RECORDS TO PROCESS:

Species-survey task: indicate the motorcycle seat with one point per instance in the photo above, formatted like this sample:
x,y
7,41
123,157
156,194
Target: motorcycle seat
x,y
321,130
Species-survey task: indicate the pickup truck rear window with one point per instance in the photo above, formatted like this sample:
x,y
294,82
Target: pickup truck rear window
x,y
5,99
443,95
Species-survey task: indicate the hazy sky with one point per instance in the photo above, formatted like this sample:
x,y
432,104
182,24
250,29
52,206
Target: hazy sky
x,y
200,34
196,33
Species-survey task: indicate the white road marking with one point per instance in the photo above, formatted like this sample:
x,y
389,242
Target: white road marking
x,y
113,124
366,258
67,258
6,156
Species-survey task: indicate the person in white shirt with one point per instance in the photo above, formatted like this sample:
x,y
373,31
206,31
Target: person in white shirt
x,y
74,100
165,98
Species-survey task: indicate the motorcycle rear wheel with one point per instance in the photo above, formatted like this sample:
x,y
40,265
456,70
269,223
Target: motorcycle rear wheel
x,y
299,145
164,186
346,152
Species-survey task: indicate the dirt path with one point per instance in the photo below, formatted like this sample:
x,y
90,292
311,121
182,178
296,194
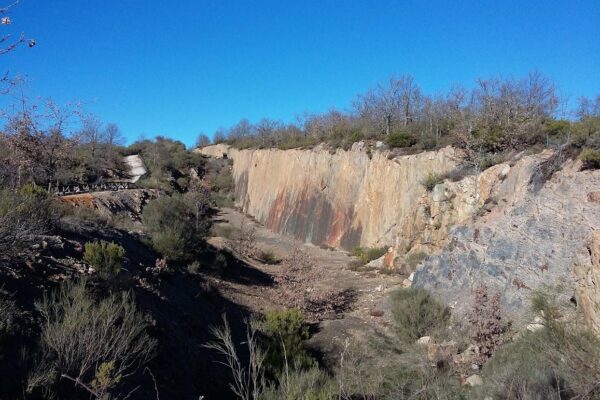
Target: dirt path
x,y
368,315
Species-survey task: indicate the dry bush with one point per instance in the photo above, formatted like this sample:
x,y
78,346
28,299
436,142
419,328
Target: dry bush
x,y
416,314
107,258
244,241
488,324
94,344
9,312
298,277
23,215
560,361
248,380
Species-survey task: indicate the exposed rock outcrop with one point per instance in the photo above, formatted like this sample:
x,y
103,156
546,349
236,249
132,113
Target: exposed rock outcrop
x,y
110,203
529,240
516,226
137,169
587,275
342,198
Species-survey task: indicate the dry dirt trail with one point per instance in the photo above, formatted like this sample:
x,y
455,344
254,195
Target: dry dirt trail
x,y
367,315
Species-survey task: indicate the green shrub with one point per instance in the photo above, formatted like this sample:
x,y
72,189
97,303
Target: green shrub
x,y
416,314
93,342
284,333
268,257
23,215
224,231
106,258
367,254
194,268
554,362
430,180
400,139
414,259
590,158
8,316
172,243
221,262
310,384
177,225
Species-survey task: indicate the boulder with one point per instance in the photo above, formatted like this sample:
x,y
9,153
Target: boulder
x,y
424,341
474,380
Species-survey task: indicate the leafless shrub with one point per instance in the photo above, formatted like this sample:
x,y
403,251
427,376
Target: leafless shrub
x,y
488,324
248,380
93,344
9,312
23,215
244,241
298,277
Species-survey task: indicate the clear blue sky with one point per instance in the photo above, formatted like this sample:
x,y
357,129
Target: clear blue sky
x,y
180,67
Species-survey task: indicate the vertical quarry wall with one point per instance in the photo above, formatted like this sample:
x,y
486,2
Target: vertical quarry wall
x,y
530,223
342,198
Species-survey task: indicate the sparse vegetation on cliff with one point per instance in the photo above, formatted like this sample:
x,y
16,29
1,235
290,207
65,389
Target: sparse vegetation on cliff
x,y
496,115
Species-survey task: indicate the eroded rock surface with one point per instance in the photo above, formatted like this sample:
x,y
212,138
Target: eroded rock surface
x,y
342,198
529,240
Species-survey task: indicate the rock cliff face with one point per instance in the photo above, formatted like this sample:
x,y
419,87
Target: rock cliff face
x,y
516,226
341,199
587,275
531,238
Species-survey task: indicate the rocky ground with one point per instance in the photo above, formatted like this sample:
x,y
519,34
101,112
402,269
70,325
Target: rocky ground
x,y
367,315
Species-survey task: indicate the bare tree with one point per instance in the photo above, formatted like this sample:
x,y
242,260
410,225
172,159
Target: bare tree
x,y
220,136
93,344
91,133
112,135
202,140
248,381
241,130
8,43
392,104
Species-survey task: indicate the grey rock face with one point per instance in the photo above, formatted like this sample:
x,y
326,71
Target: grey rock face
x,y
529,241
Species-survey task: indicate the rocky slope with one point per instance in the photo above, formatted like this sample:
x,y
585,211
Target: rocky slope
x,y
341,199
517,226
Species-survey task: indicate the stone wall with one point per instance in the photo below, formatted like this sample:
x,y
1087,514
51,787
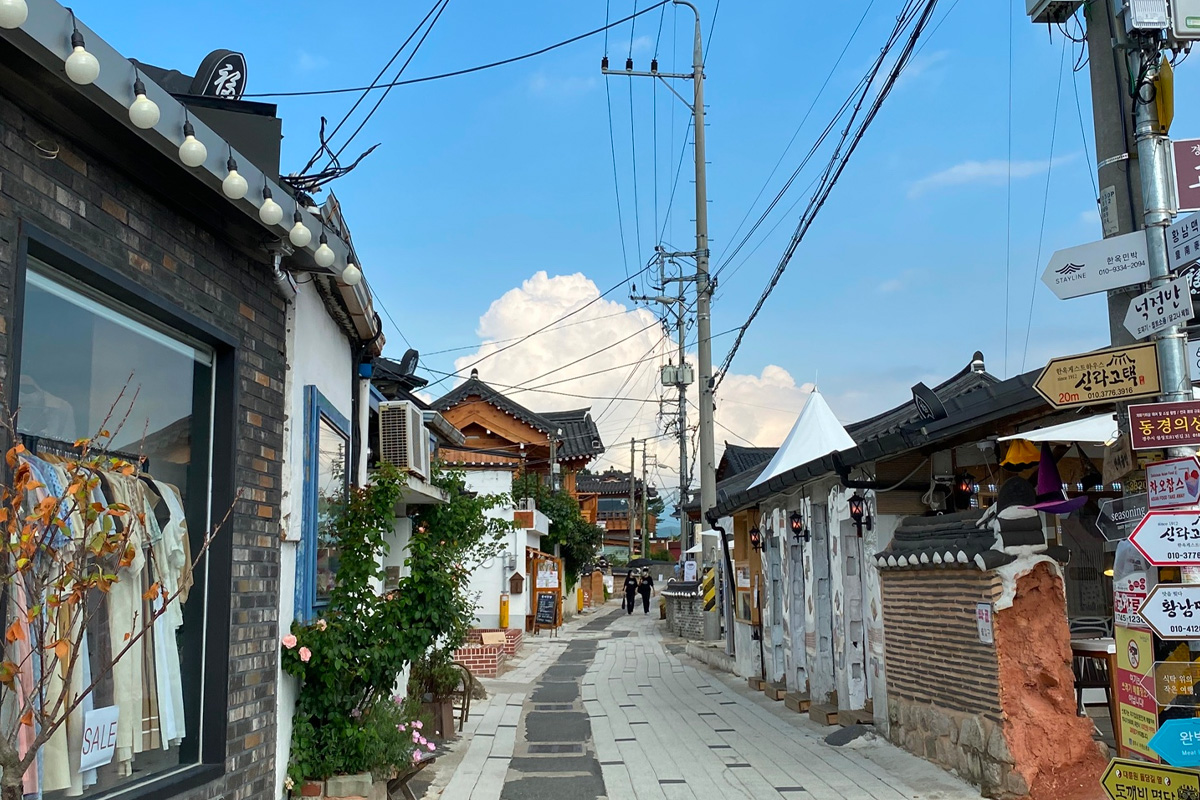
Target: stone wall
x,y
971,745
685,615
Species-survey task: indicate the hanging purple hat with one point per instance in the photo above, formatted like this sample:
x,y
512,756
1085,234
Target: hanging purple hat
x,y
1051,497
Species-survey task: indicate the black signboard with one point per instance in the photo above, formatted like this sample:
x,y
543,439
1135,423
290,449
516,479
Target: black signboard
x,y
547,608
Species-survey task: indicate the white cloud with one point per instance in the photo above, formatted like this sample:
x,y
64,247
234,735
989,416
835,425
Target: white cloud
x,y
760,408
994,172
562,86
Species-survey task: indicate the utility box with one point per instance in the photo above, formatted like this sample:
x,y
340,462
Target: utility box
x,y
1051,11
1186,19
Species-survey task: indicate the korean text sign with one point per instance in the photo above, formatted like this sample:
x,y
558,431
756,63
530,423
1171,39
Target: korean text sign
x,y
1164,425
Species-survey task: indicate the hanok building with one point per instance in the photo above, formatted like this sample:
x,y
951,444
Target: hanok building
x,y
604,500
501,431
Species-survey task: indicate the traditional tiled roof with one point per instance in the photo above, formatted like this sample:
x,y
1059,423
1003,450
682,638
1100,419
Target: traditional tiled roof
x,y
580,437
738,459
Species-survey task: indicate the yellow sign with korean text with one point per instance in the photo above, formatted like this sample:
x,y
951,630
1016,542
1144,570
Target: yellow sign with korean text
x,y
1138,713
1101,377
1128,780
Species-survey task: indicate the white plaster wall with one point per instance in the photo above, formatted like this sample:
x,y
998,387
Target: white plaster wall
x,y
318,354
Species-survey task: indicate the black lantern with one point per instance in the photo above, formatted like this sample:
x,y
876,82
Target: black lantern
x,y
798,531
858,512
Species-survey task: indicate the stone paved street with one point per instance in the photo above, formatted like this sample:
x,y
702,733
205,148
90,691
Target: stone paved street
x,y
610,710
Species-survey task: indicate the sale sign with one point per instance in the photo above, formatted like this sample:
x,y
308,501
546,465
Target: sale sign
x,y
1175,482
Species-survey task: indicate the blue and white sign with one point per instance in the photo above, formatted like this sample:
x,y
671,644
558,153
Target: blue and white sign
x,y
1179,741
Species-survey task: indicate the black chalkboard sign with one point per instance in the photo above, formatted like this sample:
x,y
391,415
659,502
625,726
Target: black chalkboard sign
x,y
547,608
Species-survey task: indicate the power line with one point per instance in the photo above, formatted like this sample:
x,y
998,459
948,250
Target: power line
x,y
918,18
461,72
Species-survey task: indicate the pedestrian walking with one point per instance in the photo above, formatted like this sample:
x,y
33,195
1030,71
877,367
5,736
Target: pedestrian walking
x,y
630,590
645,588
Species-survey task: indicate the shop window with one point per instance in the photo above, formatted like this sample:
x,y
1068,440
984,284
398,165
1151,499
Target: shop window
x,y
327,457
87,362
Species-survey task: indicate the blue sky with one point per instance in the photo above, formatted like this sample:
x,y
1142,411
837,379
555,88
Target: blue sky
x,y
481,181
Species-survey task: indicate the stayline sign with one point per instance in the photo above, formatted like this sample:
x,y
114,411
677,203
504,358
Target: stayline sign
x,y
1111,263
1169,539
1173,611
1101,377
1161,307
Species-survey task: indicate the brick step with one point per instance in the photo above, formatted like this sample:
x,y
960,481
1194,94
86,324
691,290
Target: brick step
x,y
847,717
775,691
797,702
823,714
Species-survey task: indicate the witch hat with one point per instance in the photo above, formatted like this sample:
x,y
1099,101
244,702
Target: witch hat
x,y
1051,498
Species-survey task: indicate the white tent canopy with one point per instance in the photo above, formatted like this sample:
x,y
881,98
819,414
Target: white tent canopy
x,y
816,433
1101,428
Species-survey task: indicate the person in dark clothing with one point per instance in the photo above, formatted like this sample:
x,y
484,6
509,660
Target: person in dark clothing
x,y
646,587
630,591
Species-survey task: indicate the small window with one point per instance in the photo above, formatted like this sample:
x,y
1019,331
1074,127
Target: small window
x,y
327,461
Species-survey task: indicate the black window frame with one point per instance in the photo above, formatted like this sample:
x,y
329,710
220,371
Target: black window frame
x,y
210,753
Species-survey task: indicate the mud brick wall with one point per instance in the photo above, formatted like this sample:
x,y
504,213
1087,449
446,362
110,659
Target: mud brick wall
x,y
78,199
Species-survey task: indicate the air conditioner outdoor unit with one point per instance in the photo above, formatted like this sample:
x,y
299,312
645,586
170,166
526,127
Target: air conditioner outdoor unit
x,y
403,440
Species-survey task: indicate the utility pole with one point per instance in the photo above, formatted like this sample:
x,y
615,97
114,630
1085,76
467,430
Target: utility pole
x,y
703,287
633,501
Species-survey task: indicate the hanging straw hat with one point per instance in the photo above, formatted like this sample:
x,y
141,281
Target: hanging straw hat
x,y
1020,456
1051,498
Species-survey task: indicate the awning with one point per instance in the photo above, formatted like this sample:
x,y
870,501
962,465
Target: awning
x,y
1101,429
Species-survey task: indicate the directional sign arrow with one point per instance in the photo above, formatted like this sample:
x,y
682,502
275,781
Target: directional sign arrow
x,y
1127,779
1173,611
1111,263
1179,741
1169,537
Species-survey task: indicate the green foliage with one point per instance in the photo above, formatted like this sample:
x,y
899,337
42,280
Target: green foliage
x,y
579,539
348,662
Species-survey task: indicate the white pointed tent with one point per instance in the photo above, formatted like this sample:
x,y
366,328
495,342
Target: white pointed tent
x,y
816,433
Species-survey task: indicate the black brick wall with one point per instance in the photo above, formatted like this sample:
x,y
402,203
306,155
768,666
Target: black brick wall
x,y
90,206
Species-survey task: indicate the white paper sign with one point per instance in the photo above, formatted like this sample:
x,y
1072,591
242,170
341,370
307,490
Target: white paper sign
x,y
99,738
1111,263
1168,305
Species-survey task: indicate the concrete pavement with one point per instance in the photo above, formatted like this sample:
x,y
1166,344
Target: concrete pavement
x,y
609,710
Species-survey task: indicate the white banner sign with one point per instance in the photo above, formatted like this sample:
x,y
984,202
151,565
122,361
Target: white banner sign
x,y
1169,537
99,738
1151,312
1111,263
1183,241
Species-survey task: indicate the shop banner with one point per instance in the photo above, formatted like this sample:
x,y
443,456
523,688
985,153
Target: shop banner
x,y
1164,425
1175,482
1135,691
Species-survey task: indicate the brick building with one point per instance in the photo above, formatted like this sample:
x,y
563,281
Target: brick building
x,y
124,268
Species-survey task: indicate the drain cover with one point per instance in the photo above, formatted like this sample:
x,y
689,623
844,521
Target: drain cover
x,y
556,749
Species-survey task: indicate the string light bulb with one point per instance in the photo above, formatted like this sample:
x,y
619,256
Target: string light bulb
x,y
143,112
82,66
234,185
299,235
192,151
270,212
324,254
13,13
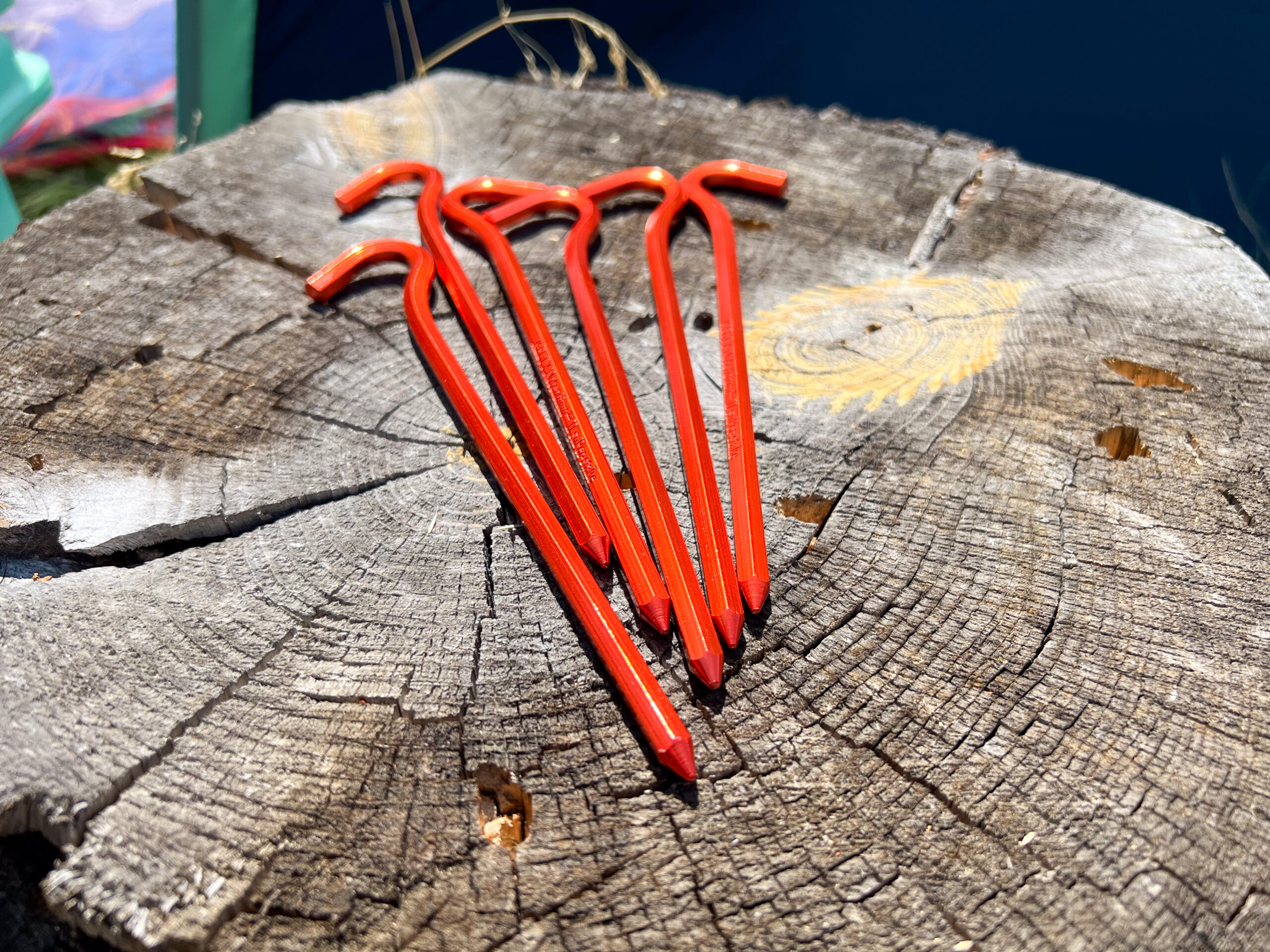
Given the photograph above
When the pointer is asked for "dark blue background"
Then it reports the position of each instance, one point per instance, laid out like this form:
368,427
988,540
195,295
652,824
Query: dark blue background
1146,96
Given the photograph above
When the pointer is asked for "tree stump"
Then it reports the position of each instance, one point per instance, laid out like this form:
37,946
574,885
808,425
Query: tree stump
281,672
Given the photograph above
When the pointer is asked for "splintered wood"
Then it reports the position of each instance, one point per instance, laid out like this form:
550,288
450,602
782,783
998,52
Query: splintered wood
296,679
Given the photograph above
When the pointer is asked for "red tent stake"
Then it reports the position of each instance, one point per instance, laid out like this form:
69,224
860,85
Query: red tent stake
747,507
639,688
700,642
562,480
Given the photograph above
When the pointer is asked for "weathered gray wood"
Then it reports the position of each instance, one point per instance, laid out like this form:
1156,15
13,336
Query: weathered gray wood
1010,690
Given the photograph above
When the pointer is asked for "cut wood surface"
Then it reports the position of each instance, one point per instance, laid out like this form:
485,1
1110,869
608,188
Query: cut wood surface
281,673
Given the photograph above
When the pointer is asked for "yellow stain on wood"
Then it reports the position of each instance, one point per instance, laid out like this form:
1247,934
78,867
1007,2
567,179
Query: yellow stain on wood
888,338
404,127
469,468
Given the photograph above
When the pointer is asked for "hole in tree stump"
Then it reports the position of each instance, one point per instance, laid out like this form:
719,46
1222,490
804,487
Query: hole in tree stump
148,355
1122,442
811,508
506,808
1144,376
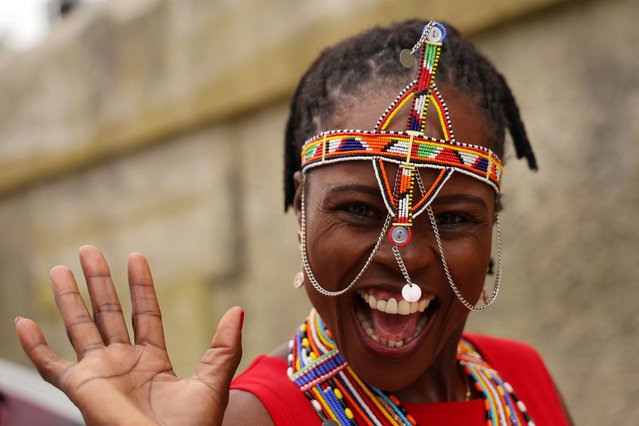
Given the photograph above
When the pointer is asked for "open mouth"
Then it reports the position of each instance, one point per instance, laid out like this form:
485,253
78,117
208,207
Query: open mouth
388,319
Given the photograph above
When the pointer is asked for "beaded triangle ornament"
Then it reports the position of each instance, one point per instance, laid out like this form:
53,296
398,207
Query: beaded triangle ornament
339,396
409,150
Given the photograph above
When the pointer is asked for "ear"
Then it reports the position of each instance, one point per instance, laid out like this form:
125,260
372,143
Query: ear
297,199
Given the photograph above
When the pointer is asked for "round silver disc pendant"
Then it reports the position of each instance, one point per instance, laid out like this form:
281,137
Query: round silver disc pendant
411,292
298,281
400,235
406,59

WORK TO BE COMPLETED: Using the entries above, return each line that includes the word "When".

RESPONSE TO THIS TASK:
When the pointer is asked for "dark blue background"
When the pointer is asked for "tree stump"
When the pointer is asked for "splintered wood"
When the pointer is asked for "red tent stake"
When the pointer is asked for "weathered gray wood"
When the pointer is asked for "cut wood surface"
When the pointer is asked for "yellow stain on wood"
When the pointer is asked for "hole in tree stump"
When the pointer is asked for "open mouth"
When the pointer is asked for "beaded triangle ornament"
When the pointer is asked for "ear"
When the pointer is asked for "round silver disc pendant"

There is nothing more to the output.